§ What you need to do
From the line containing "Per instance of the distant island, set" through the last line, print the records exactly and nothing else.

══ Information given

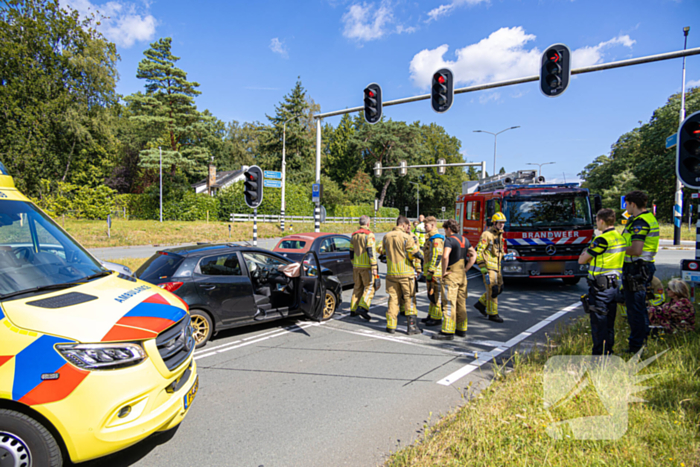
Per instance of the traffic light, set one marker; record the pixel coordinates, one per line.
(373, 103)
(688, 152)
(253, 186)
(442, 91)
(555, 70)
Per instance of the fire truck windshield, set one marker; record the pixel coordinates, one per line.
(556, 211)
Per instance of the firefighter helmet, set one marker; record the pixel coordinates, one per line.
(498, 217)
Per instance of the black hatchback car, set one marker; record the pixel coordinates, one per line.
(230, 285)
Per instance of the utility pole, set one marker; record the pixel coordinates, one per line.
(495, 141)
(678, 208)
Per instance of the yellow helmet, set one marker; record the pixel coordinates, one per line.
(498, 217)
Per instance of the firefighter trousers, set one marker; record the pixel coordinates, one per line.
(363, 292)
(454, 302)
(493, 283)
(434, 295)
(400, 290)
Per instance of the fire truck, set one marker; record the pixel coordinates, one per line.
(548, 225)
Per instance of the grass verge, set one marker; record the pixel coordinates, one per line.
(93, 234)
(506, 423)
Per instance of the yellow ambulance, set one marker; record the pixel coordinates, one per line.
(91, 361)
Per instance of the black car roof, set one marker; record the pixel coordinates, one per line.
(207, 248)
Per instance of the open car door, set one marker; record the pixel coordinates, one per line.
(312, 290)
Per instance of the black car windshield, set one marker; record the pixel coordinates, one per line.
(556, 211)
(35, 253)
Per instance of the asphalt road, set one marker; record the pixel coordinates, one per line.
(343, 392)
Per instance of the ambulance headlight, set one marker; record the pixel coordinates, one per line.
(102, 356)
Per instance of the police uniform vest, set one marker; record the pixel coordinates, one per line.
(362, 241)
(611, 260)
(651, 237)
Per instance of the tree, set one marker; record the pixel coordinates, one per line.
(57, 80)
(169, 114)
(297, 109)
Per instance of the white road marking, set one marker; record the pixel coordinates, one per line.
(488, 356)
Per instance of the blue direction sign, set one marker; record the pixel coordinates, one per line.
(272, 183)
(672, 140)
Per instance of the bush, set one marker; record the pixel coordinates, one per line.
(297, 199)
(357, 211)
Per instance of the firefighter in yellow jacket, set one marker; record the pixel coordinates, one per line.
(364, 269)
(401, 251)
(432, 252)
(489, 254)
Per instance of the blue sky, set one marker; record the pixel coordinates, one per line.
(247, 56)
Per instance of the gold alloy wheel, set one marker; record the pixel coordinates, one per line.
(329, 306)
(201, 328)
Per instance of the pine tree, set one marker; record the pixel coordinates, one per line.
(168, 113)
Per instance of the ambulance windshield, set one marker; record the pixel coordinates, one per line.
(559, 211)
(36, 255)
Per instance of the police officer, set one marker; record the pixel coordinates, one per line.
(607, 256)
(432, 251)
(458, 258)
(642, 236)
(364, 269)
(489, 254)
(401, 251)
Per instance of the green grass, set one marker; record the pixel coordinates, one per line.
(505, 424)
(93, 234)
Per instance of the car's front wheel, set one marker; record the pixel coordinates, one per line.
(202, 326)
(26, 442)
(329, 305)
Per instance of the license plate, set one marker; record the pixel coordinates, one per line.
(189, 397)
(552, 267)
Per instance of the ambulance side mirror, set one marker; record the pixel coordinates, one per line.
(597, 204)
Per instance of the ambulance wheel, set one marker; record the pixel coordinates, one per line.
(25, 442)
(202, 326)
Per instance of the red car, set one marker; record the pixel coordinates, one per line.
(333, 252)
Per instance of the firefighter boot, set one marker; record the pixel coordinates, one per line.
(443, 336)
(412, 325)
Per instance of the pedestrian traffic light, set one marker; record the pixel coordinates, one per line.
(688, 152)
(253, 186)
(442, 91)
(555, 70)
(373, 103)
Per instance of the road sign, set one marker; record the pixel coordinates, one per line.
(671, 140)
(272, 183)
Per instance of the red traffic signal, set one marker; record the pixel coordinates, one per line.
(373, 103)
(555, 70)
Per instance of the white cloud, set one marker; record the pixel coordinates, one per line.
(444, 10)
(501, 56)
(365, 22)
(277, 46)
(122, 23)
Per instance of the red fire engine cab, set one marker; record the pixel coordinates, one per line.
(547, 225)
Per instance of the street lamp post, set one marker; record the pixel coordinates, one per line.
(539, 170)
(417, 198)
(678, 208)
(495, 140)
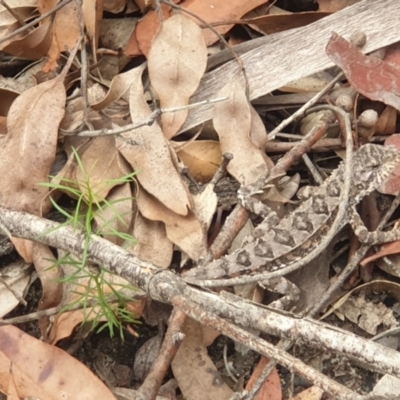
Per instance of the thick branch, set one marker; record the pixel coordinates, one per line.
(165, 286)
(278, 59)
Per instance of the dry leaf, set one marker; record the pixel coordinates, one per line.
(271, 389)
(185, 231)
(153, 244)
(66, 32)
(232, 121)
(371, 76)
(32, 122)
(50, 275)
(177, 61)
(120, 85)
(209, 10)
(44, 371)
(118, 217)
(196, 374)
(102, 164)
(151, 158)
(32, 46)
(202, 157)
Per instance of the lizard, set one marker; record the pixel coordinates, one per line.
(277, 245)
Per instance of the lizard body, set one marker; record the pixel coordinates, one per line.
(276, 244)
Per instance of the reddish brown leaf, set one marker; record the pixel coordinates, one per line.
(372, 77)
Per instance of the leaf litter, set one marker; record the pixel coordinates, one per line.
(170, 205)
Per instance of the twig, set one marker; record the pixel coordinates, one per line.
(353, 263)
(149, 388)
(150, 120)
(84, 66)
(165, 286)
(220, 37)
(35, 22)
(307, 105)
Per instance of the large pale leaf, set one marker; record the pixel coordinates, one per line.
(177, 61)
(29, 150)
(151, 157)
(153, 244)
(187, 232)
(232, 121)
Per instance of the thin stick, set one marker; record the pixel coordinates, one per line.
(149, 121)
(35, 22)
(307, 105)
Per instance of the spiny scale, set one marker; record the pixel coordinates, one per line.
(285, 241)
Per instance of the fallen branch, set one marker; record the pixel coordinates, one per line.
(167, 287)
(275, 60)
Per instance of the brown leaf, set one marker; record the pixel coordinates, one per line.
(202, 157)
(186, 232)
(209, 10)
(196, 374)
(49, 274)
(372, 77)
(118, 217)
(232, 121)
(271, 389)
(392, 184)
(32, 123)
(118, 87)
(32, 46)
(153, 244)
(102, 164)
(177, 61)
(151, 157)
(44, 371)
(66, 32)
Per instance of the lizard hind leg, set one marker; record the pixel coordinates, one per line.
(282, 286)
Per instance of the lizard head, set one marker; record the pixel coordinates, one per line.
(372, 165)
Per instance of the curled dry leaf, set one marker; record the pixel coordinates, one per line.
(151, 157)
(102, 164)
(152, 244)
(209, 10)
(177, 61)
(66, 31)
(32, 123)
(120, 85)
(371, 76)
(197, 376)
(202, 157)
(392, 184)
(186, 232)
(232, 121)
(44, 371)
(34, 45)
(118, 217)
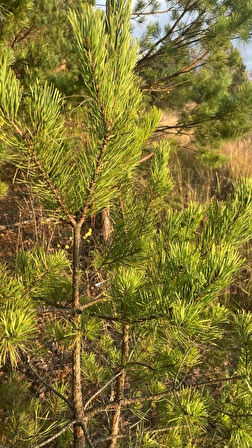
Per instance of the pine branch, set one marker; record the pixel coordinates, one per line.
(152, 432)
(51, 388)
(55, 436)
(101, 389)
(24, 136)
(120, 387)
(128, 401)
(49, 182)
(149, 55)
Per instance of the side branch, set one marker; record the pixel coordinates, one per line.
(55, 436)
(51, 388)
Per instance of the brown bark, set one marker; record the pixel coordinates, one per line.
(120, 389)
(79, 438)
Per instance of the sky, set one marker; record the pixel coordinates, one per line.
(245, 49)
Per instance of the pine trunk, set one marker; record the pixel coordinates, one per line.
(79, 438)
(120, 389)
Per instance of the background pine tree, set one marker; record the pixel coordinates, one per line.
(152, 354)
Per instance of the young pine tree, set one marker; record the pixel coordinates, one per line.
(153, 355)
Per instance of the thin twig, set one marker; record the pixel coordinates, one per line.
(55, 436)
(51, 388)
(101, 389)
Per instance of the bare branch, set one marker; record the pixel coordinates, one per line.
(51, 388)
(55, 436)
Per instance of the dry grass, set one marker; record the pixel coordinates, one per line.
(239, 155)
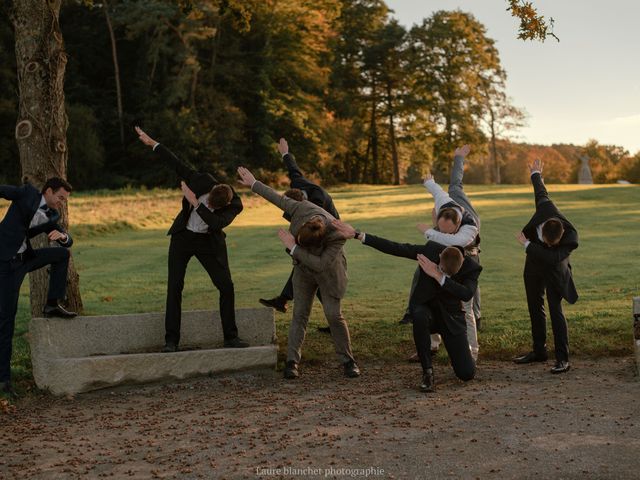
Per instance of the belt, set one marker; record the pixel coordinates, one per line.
(20, 256)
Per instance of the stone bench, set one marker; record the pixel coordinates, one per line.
(88, 353)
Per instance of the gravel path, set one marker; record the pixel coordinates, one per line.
(510, 422)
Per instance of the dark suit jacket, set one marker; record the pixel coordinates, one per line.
(14, 228)
(552, 262)
(446, 298)
(315, 193)
(200, 183)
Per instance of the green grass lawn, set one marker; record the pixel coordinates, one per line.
(121, 253)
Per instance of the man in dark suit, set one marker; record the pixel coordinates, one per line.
(31, 213)
(207, 207)
(447, 278)
(316, 195)
(548, 239)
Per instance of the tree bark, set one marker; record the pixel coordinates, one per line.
(41, 130)
(116, 69)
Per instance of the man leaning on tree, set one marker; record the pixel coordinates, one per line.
(31, 213)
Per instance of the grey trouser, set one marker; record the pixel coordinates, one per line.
(456, 192)
(304, 290)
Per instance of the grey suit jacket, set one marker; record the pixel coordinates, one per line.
(327, 264)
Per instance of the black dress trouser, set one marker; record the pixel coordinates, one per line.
(424, 324)
(12, 273)
(213, 257)
(535, 285)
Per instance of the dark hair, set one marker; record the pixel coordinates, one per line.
(450, 213)
(312, 233)
(552, 231)
(451, 260)
(294, 193)
(55, 184)
(220, 196)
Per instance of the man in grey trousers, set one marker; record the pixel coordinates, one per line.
(456, 223)
(316, 248)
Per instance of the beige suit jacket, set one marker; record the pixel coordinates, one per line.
(328, 264)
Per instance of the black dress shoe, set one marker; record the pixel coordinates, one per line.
(170, 347)
(278, 303)
(57, 310)
(561, 367)
(236, 342)
(351, 369)
(7, 390)
(291, 370)
(531, 357)
(428, 384)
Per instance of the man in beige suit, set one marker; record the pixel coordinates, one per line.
(318, 262)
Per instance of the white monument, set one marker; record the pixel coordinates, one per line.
(584, 175)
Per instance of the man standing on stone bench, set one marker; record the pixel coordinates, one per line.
(31, 213)
(318, 262)
(207, 207)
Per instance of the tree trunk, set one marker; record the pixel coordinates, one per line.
(41, 130)
(116, 69)
(392, 136)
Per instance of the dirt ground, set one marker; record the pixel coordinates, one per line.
(510, 422)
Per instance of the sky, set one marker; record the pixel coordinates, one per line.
(587, 86)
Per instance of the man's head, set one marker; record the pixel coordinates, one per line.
(451, 259)
(312, 233)
(552, 231)
(295, 193)
(56, 191)
(449, 220)
(220, 196)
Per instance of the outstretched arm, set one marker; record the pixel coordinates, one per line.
(539, 190)
(289, 160)
(285, 204)
(463, 237)
(182, 169)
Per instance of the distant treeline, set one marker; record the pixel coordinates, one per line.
(360, 98)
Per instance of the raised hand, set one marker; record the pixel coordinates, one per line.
(188, 194)
(246, 177)
(286, 238)
(521, 238)
(429, 267)
(283, 147)
(344, 229)
(535, 166)
(144, 138)
(462, 151)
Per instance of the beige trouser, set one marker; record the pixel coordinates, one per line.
(304, 290)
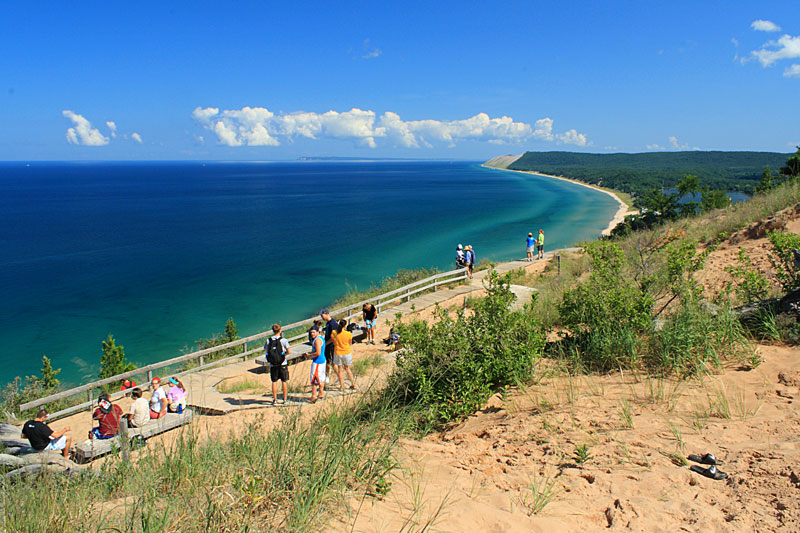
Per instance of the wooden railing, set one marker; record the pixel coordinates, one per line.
(249, 346)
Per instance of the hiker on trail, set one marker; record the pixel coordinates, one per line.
(317, 326)
(540, 244)
(531, 244)
(469, 260)
(317, 354)
(370, 315)
(330, 327)
(176, 397)
(460, 257)
(277, 349)
(158, 399)
(108, 415)
(343, 355)
(139, 413)
(43, 438)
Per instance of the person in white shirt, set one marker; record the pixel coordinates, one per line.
(158, 399)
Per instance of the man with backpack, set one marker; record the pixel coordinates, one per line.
(277, 348)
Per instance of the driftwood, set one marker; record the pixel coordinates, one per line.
(35, 463)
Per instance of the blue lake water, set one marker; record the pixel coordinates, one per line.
(161, 254)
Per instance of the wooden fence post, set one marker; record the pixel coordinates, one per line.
(124, 442)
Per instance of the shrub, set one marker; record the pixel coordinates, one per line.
(451, 367)
(751, 285)
(782, 259)
(606, 314)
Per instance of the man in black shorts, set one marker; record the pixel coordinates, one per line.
(43, 438)
(278, 372)
(330, 327)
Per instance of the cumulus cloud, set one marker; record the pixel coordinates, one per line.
(260, 127)
(674, 144)
(82, 132)
(370, 52)
(787, 47)
(765, 25)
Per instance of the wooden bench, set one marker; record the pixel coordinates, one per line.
(92, 448)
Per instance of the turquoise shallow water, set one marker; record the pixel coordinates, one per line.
(160, 254)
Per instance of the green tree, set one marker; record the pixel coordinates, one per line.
(766, 181)
(113, 360)
(231, 331)
(714, 200)
(792, 168)
(49, 374)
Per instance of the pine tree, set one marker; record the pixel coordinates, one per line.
(48, 378)
(113, 360)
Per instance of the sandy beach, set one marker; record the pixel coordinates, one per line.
(619, 216)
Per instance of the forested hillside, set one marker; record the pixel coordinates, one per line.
(640, 173)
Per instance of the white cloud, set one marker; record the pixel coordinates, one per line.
(260, 127)
(83, 133)
(370, 52)
(674, 144)
(792, 71)
(787, 47)
(764, 25)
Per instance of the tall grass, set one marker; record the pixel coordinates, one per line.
(288, 477)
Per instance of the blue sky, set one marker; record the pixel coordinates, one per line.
(454, 80)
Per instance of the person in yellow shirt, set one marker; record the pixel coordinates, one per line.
(343, 354)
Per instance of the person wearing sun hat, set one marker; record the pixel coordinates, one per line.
(158, 399)
(176, 396)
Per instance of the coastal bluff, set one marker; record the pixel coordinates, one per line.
(502, 161)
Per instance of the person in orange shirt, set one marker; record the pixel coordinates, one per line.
(343, 354)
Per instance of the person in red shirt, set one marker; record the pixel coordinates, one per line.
(108, 415)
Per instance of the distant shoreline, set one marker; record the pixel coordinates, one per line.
(619, 216)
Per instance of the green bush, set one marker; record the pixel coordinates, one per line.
(451, 367)
(751, 285)
(782, 259)
(607, 314)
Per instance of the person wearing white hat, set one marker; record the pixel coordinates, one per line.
(460, 257)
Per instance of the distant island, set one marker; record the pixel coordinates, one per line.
(638, 174)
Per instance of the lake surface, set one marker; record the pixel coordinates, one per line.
(161, 254)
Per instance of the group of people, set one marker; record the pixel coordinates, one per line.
(331, 349)
(465, 258)
(535, 245)
(108, 416)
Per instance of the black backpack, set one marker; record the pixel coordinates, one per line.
(274, 351)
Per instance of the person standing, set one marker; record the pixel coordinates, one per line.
(330, 327)
(469, 259)
(370, 314)
(108, 416)
(460, 257)
(540, 244)
(158, 399)
(43, 438)
(277, 349)
(318, 364)
(343, 355)
(531, 246)
(139, 413)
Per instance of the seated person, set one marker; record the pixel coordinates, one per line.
(108, 415)
(158, 399)
(43, 438)
(176, 396)
(139, 414)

════

§ Response for this exercise
Per instance of the distant island, set one marker; record the pixel coordinates, one per line.
(638, 174)
Per instance of the lake surface, set one marker; record the pixel coordinates, one per line.
(161, 254)
Per instance of the group of people, set one marker; record the pixel coordinates, one per line.
(331, 349)
(465, 258)
(535, 245)
(108, 416)
Per instance of the black backpack, set one marker; record the pixel coordinates, one per line.
(274, 351)
Per instance of the person standing, set one marker; record the pixel coordinates, one per line.
(330, 327)
(469, 259)
(370, 314)
(108, 416)
(460, 257)
(540, 244)
(158, 399)
(43, 438)
(277, 349)
(318, 364)
(343, 355)
(531, 246)
(139, 413)
Per instance of the seated person, set one marker; record the pixel coordinates, one per line.
(108, 415)
(158, 399)
(43, 438)
(176, 396)
(139, 414)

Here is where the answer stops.